(Stored records)
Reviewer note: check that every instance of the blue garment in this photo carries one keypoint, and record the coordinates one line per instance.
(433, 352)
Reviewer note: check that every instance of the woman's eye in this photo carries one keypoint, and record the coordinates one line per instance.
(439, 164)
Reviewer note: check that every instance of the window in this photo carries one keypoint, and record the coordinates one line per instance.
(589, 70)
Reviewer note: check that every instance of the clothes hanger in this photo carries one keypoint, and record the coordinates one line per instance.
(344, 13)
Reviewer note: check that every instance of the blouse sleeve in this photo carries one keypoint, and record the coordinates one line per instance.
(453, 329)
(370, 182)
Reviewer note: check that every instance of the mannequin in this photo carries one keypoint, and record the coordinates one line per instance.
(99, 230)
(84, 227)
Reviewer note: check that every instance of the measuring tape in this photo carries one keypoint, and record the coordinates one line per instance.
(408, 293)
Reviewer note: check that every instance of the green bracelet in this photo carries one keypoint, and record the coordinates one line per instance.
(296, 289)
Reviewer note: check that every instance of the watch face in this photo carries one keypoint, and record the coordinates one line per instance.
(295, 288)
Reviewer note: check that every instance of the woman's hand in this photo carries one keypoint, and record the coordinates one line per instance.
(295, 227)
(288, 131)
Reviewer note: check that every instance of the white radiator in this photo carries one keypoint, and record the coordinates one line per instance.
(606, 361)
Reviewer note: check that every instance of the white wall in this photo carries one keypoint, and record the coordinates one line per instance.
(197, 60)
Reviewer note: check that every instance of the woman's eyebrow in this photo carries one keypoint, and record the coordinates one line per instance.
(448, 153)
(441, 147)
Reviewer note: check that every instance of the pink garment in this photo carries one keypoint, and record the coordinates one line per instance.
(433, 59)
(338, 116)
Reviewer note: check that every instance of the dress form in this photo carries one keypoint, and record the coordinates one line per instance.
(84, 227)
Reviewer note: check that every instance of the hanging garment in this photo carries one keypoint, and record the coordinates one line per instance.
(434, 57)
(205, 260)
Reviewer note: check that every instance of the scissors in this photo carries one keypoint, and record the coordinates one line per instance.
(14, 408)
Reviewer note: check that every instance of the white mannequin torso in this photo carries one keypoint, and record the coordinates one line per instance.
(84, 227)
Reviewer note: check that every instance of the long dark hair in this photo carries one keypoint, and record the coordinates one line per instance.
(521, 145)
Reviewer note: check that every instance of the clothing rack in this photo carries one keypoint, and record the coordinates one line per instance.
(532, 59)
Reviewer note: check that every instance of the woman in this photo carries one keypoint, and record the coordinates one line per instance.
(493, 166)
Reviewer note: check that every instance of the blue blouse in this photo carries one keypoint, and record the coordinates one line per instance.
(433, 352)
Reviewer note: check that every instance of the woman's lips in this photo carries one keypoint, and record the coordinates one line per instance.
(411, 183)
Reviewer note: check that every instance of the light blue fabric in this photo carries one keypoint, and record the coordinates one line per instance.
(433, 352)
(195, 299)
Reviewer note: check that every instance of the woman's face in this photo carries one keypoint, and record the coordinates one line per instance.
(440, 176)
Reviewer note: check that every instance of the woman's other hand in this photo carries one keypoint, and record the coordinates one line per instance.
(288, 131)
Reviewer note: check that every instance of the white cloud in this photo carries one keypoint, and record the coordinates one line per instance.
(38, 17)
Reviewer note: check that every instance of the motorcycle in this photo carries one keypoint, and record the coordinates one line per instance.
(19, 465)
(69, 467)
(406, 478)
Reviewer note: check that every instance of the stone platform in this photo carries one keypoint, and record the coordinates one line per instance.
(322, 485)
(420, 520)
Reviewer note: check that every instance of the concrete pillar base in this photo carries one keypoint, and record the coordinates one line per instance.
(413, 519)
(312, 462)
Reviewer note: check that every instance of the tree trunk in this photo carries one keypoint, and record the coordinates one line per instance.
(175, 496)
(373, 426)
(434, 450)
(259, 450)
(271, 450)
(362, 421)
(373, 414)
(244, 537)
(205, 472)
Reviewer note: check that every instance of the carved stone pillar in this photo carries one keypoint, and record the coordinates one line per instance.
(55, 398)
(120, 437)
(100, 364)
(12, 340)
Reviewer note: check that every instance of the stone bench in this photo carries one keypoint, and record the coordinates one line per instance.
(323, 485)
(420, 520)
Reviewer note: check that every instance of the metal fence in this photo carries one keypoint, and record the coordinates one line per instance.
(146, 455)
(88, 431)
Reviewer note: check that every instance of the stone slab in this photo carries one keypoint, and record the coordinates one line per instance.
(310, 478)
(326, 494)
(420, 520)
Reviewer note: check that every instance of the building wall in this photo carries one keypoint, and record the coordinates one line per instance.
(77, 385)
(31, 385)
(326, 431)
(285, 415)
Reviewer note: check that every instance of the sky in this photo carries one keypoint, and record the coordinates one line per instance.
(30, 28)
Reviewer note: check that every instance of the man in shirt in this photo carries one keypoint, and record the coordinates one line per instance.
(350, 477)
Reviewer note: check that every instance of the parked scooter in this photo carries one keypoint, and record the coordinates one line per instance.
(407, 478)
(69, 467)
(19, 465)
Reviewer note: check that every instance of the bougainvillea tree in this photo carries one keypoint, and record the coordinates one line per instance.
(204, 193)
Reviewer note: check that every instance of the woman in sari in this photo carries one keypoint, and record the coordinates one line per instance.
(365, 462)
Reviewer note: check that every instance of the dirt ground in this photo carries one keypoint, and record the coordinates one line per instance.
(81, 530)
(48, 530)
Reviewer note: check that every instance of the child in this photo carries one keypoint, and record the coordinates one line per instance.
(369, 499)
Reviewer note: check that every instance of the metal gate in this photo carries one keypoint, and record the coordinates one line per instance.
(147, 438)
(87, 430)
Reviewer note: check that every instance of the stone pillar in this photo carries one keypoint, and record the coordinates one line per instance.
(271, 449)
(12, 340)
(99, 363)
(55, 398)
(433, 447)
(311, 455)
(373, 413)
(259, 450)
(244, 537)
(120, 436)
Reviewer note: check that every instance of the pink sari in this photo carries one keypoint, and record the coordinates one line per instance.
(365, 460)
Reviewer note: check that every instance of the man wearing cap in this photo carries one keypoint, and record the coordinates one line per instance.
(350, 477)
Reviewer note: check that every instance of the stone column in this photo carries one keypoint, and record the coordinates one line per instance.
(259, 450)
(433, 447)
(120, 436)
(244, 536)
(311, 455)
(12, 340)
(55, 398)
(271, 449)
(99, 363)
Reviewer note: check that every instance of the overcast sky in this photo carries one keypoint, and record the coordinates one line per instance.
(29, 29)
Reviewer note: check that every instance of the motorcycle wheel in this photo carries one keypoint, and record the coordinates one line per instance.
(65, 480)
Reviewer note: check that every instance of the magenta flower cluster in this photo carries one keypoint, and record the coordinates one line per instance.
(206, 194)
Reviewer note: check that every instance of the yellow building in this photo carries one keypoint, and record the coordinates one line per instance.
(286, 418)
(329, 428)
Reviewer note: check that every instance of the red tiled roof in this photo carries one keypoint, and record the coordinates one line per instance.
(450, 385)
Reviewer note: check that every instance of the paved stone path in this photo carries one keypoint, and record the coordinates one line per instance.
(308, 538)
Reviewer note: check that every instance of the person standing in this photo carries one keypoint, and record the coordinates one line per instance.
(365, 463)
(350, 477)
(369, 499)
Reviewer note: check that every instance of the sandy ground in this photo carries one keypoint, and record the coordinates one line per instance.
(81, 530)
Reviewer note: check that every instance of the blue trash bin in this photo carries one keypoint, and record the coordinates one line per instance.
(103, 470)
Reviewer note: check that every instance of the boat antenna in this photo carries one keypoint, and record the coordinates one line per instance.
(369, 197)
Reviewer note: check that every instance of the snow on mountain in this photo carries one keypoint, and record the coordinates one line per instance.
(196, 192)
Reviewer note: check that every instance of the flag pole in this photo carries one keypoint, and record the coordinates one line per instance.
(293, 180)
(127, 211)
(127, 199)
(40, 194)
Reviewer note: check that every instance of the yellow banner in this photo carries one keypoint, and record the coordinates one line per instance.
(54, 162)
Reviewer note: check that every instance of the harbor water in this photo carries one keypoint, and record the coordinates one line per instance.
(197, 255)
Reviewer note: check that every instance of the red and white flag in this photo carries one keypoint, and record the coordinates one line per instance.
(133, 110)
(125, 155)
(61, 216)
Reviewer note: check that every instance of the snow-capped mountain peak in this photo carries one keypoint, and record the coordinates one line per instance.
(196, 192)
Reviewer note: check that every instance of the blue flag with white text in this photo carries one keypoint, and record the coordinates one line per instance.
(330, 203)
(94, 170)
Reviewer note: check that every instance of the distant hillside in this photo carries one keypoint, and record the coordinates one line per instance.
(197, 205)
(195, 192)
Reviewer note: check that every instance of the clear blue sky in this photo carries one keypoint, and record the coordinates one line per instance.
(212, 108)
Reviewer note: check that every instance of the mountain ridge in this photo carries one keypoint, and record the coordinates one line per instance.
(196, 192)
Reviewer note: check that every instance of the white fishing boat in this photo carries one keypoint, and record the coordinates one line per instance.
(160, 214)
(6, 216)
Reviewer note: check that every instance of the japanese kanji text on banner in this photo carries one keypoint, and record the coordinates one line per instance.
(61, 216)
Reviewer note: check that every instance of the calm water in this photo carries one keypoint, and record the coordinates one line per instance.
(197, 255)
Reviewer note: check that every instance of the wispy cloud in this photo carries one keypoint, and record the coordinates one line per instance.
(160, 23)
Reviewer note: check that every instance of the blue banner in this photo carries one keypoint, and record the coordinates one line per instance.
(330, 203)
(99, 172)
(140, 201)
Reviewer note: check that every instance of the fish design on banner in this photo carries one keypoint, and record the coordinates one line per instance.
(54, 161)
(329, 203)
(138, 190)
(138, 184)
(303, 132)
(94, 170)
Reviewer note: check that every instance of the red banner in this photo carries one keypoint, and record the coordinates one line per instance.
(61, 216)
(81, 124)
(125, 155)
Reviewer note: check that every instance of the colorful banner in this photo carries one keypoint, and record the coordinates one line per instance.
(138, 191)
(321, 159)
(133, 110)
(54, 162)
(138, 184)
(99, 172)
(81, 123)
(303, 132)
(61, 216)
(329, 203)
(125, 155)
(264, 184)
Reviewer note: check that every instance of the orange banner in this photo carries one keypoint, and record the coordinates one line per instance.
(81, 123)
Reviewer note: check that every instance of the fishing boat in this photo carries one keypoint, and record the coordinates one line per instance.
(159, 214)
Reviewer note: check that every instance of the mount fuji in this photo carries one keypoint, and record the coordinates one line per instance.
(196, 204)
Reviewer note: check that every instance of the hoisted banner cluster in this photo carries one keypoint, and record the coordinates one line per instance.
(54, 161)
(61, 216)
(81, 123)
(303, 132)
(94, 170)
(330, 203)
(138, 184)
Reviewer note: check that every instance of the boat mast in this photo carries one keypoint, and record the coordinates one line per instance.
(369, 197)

(Work instructions)
Once you find the line containing "Reviewer note: check that every instance of the wispy", copy it and every line after it through the end of the records, exactly as they stand.

(Response for this exercise)
Reviewer note: check that every instance of the wispy cloud in this photo carries one keypoint, and record the coordinates one line per instance.
(160, 23)
Reviewer note: check that every instance of the blue banner in this photo carries one keypoint, and record the coordinates one line per instance.
(330, 203)
(99, 172)
(140, 201)
Reviewer note: check that every instance of the fish design on banner in this photo carries one keypoint, and record the coordinates one line per instance.
(54, 161)
(329, 203)
(138, 190)
(138, 184)
(303, 132)
(94, 170)
Reviewer note: check that every instance of the red banner in this photo carries one keypoint, and record the coordinates one line per instance.
(61, 216)
(81, 124)
(125, 155)
Reviewer note: check that every instance of the colorful banner in this photo carries one keypoint, and record the coordinates one line per instance.
(138, 191)
(321, 159)
(133, 110)
(54, 162)
(138, 184)
(99, 172)
(81, 123)
(303, 132)
(61, 216)
(329, 203)
(125, 155)
(264, 184)
Reviewer note: check that every instance of the orange banner in this photo carries one keypoint, and record the coordinates one line per instance.
(81, 123)
Reviewer note: check that every instance of the fishing boat in this photo carries one keypoint, and record the coordinates one line per instance.
(159, 214)
Reviewer note: check that every instance of the mount fuji in this photo carries one keypoint, and record the coordinates one line per instance.
(196, 204)
Reviewer note: check that every instance of the hoisted banner cluster in this photo carries one keypoint, and record the coordinates one line per instance.
(54, 161)
(61, 216)
(81, 123)
(303, 132)
(94, 170)
(330, 203)
(138, 184)
Reviewer note: check that every instance of the boat mast in this photo carries one keypoint, and record the coordinates one line per instance.
(369, 197)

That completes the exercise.